» **WORK INSTRUCTIONS**
Return the part of the prostate cancer article from "One nationwide survey" to "treatment more often.", copied word for word.

Wednesday, March 22, 2006
ANDY DWORKIN
Across the country, urologists increasingly give men with localized
prostate cancers hormone-blocking treatments normally used on late-stage
cancers.
Doctors hope that early use of the testosterone-fighting weapon might
keep the cancer from spreading in the body.
But that is probably a pipe dream, Oregon Health & Science University
researchers say.
In a group of 276 men who had this treatment at OHSU, almost one in 10
died from prostate cancer within five years.
"Ten percent dying at five years from any localized prostate cancer is
not good," said Dr. Tomasz Beer, director of OHSU's Prostate Cancer
Research Program. "What this suggests to me is that this treatment is
not very effective."
Androgen deprivation therapy works by lowering levels of male hormones,
including testosterone, which can spur prostate cancer cells to grow.
This is often done with drugs, though some men have their testicles
removed. The treatments have significant side effects including sexual
problems, osteoporosis, high cholesterol, hot flashes, fatigue, anemia,
weight gain, forgetfulness and insomnia.
One nationwide survey of more than 100 urologists, run by the University
of California at San Francisco, found that 14.1 percent of men with
localized cancers are now using androgen deprivation therapy. Older,
poorer and less-educated men, as well as those with more
aggressive-seeming tumors, got the treatment more often.
The problem, Beer said, is no one has done a study randomly assigning
men with local tumors to hormone deprivation or another treatment. Such
random studies are the best evidence of whether a treatment works. Beer
and co-workers didn't do that study, but rather went back to a group of
men diagnosed in the mid-1990s, studying the roughly 8 percent who got
hormone-blocking therapy.

» **DATA EXTRACT**
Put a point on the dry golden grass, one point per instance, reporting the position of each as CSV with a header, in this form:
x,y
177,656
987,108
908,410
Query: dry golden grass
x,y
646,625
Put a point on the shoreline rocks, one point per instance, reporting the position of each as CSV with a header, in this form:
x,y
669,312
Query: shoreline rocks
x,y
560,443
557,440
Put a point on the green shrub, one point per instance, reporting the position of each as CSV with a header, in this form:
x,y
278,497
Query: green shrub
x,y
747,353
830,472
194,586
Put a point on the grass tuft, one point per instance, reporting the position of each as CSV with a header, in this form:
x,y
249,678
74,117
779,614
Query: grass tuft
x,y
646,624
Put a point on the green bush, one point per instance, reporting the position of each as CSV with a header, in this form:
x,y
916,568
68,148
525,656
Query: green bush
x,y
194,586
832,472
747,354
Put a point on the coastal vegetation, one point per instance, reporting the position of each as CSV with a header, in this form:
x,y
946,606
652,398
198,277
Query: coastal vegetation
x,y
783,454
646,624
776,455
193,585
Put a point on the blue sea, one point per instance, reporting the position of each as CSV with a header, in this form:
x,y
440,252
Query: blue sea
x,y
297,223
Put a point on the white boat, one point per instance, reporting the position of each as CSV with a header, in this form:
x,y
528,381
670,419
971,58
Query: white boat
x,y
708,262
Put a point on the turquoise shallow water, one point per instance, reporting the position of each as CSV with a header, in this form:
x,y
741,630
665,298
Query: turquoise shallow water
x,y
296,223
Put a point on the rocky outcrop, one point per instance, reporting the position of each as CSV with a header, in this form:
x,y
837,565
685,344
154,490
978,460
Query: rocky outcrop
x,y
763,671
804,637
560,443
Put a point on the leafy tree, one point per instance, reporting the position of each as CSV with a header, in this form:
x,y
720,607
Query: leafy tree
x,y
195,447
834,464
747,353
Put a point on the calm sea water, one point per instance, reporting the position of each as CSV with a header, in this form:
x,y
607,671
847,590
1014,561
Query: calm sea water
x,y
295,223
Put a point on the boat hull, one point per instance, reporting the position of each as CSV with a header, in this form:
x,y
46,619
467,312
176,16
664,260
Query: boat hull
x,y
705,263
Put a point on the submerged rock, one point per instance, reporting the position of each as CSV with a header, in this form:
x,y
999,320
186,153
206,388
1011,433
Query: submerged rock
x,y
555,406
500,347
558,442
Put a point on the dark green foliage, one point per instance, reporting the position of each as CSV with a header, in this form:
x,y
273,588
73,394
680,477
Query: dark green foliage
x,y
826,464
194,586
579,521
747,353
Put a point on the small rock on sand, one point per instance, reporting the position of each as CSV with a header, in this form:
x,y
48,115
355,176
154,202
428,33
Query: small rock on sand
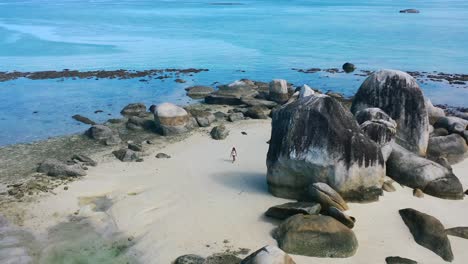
x,y
163,156
399,260
461,231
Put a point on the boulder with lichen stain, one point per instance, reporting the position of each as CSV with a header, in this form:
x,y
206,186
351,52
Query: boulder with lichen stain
x,y
316,139
399,96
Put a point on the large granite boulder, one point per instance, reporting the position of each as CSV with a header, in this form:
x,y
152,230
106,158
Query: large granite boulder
x,y
231,94
53,167
203,118
171,119
316,139
279,91
219,132
452,147
104,135
286,210
428,232
399,96
268,255
135,109
316,236
413,171
379,127
199,92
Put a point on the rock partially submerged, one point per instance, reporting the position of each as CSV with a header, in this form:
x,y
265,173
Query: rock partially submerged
x,y
190,259
83,119
286,210
268,255
53,167
411,170
171,119
302,152
400,97
104,135
231,94
428,232
316,236
279,91
135,109
83,159
199,92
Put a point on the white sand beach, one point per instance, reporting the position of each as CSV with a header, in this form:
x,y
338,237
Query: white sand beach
x,y
199,202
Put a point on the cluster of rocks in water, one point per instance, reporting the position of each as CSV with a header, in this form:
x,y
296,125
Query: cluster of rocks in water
x,y
325,150
100,74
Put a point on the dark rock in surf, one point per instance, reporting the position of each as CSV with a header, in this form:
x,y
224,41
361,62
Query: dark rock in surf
x,y
286,210
199,92
400,97
316,139
83,120
135,109
104,135
428,232
348,67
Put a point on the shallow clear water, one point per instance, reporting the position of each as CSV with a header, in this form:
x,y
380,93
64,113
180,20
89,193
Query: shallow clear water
x,y
264,38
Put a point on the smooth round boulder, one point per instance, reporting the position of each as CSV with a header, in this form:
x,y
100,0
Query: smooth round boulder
x,y
401,98
316,139
428,232
171,119
316,236
432,178
452,147
268,255
279,91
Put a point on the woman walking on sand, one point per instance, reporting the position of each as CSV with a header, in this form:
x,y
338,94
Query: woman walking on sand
x,y
233,154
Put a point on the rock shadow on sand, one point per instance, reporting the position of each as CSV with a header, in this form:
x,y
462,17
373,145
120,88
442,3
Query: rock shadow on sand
x,y
250,182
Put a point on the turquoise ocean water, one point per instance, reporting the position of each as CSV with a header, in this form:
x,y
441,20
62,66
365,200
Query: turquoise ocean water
x,y
263,38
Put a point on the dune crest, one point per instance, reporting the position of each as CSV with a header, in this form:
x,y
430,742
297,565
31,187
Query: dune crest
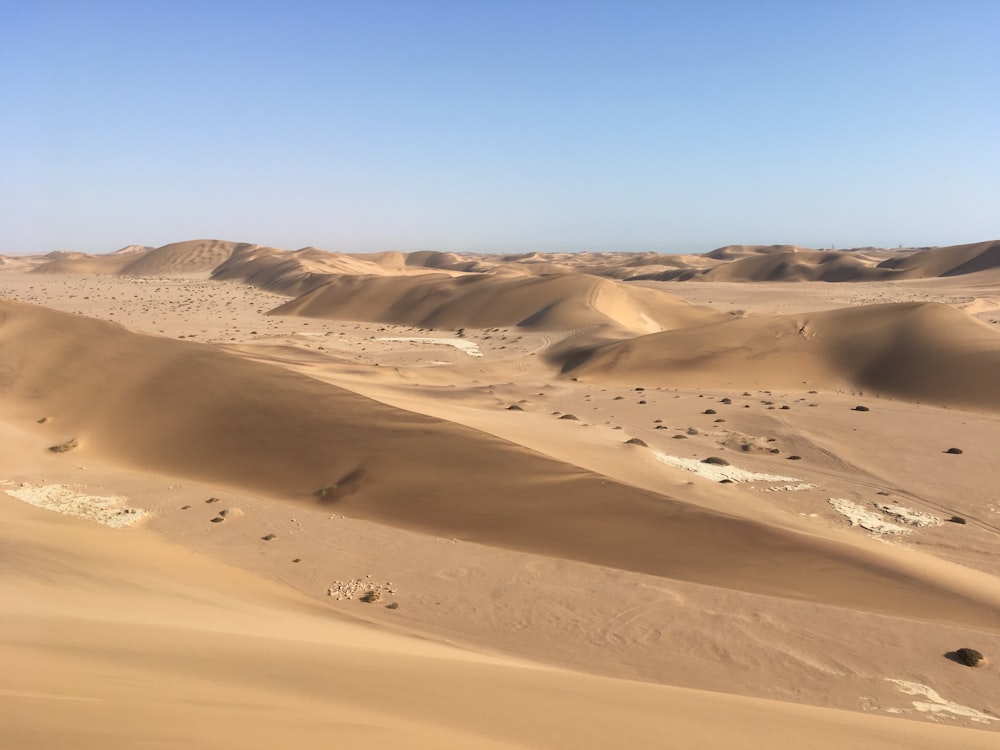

» **RESPONSE FOR THIS EXERCISE**
One nationwide survey of more than 100 urologists, run by the University
of California at San Francisco, found that 14.1 percent of men with
localized cancers are now using androgen deprivation therapy. Older,
poorer and less-educated men, as well as those with more
aggressive-seeming tumors, got the treatment more often.